* **Directions**
Repeat exactly the line that contains "of the background" and every line below it to the end of the material, omitting all others.

* **Available records**

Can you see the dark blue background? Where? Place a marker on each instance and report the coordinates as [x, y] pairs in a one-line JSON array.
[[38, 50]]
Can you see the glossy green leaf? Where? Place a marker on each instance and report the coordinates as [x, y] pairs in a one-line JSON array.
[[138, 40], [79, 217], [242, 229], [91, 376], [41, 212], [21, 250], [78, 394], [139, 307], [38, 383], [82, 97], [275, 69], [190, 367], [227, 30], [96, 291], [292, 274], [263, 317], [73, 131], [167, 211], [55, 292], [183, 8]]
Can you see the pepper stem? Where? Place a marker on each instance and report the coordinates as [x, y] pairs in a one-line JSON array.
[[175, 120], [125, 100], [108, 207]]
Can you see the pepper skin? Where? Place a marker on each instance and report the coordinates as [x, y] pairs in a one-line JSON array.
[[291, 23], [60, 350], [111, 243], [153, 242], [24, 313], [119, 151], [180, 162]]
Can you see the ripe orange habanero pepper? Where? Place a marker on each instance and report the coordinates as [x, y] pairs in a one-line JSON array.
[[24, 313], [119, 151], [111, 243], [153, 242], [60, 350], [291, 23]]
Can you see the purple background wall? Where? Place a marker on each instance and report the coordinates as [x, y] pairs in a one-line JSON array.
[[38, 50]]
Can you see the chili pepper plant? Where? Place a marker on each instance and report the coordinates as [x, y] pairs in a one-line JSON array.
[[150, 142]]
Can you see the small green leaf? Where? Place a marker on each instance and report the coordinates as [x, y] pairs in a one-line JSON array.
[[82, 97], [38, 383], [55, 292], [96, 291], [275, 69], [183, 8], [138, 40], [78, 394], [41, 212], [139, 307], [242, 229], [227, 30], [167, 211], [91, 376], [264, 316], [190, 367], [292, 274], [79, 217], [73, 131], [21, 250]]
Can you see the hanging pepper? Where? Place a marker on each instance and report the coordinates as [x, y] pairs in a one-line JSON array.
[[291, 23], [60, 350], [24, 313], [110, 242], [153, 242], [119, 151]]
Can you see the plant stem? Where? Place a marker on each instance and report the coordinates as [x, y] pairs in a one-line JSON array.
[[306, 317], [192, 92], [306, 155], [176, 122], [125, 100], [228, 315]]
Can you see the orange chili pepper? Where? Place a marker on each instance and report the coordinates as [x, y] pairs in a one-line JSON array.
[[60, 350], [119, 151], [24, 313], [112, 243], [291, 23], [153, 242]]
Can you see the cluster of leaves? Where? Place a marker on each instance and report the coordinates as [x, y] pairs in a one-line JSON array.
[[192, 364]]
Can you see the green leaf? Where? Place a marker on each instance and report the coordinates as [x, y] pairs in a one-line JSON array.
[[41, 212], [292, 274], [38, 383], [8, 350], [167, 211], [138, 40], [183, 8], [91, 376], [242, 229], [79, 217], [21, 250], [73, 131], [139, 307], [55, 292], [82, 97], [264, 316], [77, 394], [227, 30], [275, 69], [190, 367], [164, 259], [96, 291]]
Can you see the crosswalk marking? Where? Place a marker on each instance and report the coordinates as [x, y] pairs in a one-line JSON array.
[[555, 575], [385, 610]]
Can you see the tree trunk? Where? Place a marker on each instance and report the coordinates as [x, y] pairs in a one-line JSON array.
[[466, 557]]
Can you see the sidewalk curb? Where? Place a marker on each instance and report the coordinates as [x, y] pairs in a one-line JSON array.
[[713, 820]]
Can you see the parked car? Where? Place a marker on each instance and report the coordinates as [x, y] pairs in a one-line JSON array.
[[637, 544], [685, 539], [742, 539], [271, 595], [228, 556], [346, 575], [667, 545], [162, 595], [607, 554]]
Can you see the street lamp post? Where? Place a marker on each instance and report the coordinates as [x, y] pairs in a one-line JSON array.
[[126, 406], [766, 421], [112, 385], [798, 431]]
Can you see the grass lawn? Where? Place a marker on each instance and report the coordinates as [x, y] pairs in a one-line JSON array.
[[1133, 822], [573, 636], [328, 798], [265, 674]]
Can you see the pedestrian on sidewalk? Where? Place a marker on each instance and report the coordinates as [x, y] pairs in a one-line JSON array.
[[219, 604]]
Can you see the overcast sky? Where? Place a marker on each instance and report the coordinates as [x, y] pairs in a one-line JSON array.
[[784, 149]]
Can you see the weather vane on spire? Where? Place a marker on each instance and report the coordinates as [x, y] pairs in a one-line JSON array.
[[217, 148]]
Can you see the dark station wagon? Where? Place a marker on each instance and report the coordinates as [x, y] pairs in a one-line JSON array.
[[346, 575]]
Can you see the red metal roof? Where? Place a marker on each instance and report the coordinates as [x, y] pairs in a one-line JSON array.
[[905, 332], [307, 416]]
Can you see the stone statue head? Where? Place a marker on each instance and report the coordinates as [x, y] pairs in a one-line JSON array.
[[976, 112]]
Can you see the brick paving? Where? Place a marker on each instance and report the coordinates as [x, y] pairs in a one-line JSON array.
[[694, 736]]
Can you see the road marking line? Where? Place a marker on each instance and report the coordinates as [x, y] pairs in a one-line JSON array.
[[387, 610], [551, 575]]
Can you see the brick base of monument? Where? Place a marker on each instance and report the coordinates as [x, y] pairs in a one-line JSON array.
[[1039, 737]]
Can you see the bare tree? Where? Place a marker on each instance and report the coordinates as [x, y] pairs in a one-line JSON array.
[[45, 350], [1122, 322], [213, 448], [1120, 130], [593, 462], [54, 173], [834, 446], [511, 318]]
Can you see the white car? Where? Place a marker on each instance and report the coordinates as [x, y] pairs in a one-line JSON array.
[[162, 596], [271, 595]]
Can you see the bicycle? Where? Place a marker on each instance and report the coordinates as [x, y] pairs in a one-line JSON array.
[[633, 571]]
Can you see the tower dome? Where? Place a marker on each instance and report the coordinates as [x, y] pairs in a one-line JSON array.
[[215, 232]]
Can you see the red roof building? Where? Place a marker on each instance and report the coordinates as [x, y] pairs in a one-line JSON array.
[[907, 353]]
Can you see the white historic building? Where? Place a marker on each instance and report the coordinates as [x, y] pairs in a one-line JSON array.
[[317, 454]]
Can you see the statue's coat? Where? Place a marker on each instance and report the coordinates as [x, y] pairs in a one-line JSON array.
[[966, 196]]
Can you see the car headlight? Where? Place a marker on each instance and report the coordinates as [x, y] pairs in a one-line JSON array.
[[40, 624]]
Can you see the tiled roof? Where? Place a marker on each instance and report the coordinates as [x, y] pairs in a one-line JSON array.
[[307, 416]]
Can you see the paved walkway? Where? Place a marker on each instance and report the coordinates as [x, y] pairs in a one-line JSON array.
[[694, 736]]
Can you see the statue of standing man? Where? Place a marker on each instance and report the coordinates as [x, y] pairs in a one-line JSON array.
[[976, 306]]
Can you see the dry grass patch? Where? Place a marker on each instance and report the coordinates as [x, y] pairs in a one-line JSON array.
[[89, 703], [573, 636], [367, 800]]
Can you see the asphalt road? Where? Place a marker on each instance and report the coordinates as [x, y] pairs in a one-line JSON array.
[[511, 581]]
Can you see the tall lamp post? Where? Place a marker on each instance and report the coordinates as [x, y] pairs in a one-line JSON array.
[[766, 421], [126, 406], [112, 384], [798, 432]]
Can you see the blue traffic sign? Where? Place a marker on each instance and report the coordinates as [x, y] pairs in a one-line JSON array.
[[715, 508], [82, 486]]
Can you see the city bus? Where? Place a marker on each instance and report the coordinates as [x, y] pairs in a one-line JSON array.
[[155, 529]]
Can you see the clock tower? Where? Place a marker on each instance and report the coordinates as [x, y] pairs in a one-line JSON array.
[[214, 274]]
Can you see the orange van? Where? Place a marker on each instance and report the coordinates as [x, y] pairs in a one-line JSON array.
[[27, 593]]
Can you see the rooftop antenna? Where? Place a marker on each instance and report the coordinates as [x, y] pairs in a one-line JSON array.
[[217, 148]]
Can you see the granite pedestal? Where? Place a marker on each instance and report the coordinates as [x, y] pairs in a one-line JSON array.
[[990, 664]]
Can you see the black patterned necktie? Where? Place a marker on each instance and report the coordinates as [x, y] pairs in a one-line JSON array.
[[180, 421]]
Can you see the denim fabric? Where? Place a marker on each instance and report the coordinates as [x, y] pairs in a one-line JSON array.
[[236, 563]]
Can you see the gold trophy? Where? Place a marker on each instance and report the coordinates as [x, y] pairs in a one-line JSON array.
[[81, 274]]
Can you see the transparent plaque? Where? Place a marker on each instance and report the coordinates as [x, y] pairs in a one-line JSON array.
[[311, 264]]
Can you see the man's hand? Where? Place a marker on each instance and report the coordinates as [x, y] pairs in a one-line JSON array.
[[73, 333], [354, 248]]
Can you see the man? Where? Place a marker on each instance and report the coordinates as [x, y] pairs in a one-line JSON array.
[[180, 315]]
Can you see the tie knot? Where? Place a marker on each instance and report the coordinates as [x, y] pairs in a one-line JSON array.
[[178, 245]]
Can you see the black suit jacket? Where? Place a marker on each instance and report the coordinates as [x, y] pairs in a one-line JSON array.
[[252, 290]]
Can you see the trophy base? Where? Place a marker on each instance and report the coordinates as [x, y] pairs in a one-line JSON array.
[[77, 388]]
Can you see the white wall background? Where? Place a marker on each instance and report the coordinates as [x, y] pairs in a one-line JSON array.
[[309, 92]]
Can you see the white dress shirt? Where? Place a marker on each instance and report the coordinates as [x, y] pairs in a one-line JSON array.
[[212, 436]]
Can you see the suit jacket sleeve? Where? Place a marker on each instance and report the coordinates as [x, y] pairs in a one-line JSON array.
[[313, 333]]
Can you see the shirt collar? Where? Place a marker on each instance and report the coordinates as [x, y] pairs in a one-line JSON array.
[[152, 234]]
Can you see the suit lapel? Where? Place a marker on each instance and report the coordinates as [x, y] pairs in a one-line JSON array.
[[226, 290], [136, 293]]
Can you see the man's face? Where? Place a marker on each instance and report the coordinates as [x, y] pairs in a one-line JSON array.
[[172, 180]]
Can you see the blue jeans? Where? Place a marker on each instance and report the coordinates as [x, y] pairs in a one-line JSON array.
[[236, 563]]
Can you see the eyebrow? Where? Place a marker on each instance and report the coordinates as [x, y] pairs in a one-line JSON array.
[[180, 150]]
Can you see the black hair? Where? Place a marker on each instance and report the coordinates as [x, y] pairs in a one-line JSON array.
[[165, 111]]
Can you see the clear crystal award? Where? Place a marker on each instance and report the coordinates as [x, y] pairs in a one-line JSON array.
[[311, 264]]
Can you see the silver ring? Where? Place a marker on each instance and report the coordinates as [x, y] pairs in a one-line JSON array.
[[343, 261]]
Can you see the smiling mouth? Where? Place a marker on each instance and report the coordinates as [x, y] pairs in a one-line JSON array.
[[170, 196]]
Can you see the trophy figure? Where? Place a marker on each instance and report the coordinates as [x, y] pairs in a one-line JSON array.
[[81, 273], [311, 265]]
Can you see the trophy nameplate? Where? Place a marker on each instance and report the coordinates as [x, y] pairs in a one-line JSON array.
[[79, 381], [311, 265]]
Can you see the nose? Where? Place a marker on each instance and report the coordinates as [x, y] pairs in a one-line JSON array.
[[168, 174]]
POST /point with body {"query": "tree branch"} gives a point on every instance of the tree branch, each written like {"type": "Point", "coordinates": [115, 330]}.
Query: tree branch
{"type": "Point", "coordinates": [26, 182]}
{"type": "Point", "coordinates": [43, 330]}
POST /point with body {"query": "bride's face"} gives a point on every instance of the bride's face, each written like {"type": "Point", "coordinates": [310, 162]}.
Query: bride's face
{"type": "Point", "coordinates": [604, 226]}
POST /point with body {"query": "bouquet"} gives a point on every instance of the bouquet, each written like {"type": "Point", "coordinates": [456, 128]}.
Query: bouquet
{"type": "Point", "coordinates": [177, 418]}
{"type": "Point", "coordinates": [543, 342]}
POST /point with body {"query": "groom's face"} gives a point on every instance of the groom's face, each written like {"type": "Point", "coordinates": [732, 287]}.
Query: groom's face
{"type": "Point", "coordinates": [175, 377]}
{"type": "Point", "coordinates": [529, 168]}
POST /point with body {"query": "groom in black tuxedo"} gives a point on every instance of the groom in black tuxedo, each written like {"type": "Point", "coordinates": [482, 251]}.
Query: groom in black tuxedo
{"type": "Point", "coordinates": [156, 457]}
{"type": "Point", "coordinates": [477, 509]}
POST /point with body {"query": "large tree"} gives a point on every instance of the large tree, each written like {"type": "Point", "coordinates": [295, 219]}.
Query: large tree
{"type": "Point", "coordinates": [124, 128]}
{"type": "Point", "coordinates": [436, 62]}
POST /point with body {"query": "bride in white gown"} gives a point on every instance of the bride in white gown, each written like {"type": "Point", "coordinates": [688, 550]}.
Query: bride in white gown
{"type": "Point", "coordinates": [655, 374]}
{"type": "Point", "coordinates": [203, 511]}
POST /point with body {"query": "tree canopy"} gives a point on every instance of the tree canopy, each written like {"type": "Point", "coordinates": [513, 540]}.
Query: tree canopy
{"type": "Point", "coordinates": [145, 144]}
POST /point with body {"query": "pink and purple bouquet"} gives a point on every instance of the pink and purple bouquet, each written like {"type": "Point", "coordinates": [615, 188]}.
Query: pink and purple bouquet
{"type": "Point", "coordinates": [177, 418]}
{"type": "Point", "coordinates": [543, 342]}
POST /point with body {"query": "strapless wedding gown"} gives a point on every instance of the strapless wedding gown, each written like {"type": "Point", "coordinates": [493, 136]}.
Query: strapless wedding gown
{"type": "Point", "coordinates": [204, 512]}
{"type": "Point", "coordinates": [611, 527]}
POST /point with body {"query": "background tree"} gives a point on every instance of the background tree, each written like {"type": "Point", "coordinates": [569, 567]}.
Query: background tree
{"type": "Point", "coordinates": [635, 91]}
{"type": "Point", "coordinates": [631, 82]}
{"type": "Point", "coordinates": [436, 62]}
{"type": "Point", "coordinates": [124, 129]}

* **Exercise answer**
POST /point with body {"query": "background tree"} gives a point on every instance of the background tree, each written like {"type": "Point", "coordinates": [569, 567]}.
Query: background tree
{"type": "Point", "coordinates": [635, 91]}
{"type": "Point", "coordinates": [631, 82]}
{"type": "Point", "coordinates": [436, 62]}
{"type": "Point", "coordinates": [124, 129]}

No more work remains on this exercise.